[WORK INSTRUCTIONS] Locate the line that contains "of the metal" in the entries below. Retype it and all following lines through the final one, character for character.

A block of data
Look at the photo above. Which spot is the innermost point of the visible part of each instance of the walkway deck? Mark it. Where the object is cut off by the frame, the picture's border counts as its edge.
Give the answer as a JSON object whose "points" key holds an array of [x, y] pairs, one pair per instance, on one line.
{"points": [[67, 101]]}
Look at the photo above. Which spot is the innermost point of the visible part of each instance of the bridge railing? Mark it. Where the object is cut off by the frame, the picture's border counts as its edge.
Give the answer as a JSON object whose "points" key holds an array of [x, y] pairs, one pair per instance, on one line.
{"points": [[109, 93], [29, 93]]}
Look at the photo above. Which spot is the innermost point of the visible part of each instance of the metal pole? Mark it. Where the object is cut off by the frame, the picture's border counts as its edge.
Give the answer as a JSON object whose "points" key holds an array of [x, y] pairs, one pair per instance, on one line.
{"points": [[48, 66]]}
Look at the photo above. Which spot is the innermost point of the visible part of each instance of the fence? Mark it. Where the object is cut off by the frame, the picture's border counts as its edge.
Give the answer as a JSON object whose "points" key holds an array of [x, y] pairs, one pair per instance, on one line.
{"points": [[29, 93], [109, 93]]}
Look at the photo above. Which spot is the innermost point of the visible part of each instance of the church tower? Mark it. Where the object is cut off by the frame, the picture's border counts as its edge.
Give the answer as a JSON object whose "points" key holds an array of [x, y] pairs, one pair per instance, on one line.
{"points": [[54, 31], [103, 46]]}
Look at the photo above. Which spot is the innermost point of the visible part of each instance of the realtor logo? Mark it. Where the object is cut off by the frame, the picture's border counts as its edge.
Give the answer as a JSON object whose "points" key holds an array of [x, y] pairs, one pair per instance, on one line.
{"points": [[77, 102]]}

[RESPONSE TO THE TASK]
Look at the photo above. Which spot is the innermost point of the visible part of each instance of the metal pole? Mark it. Where the object is cut off by the frame, the picture's border counts as its edge.
Give the answer as a JSON object whose "points" key holds an array of [x, y] pairs, one pair per instance, on one line.
{"points": [[48, 66]]}
Look at the photo above. Which spot is the innermost point of the visible part of each instance of the fence? Mark it. Where the object is cut off by the frame, the picture's border counts as its edge.
Give the answer as a JSON object whose "points" key holds an array of [x, y] pairs, one pair per instance, on one line.
{"points": [[29, 93], [109, 93]]}
Look at the photo above. Which spot is the innermost point of the visible part of each instance of the church tower? Mark it. Where the object is cut off by the frame, the picture's border counts as its edge.
Give the answer as a JSON object whose "points" key holds an array of [x, y] pairs, one pair per instance, on one line.
{"points": [[54, 31], [103, 46]]}
Look at the photo above. Which spot is the innermost point of the visible part of each instance of the realtor logo? Mark it. Where the object is cut off by the frame, the picture's border counts as its edge.
Give the answer as a JSON object whose "points" key holds an array of [x, y] pairs, one pair per instance, on one line.
{"points": [[77, 102]]}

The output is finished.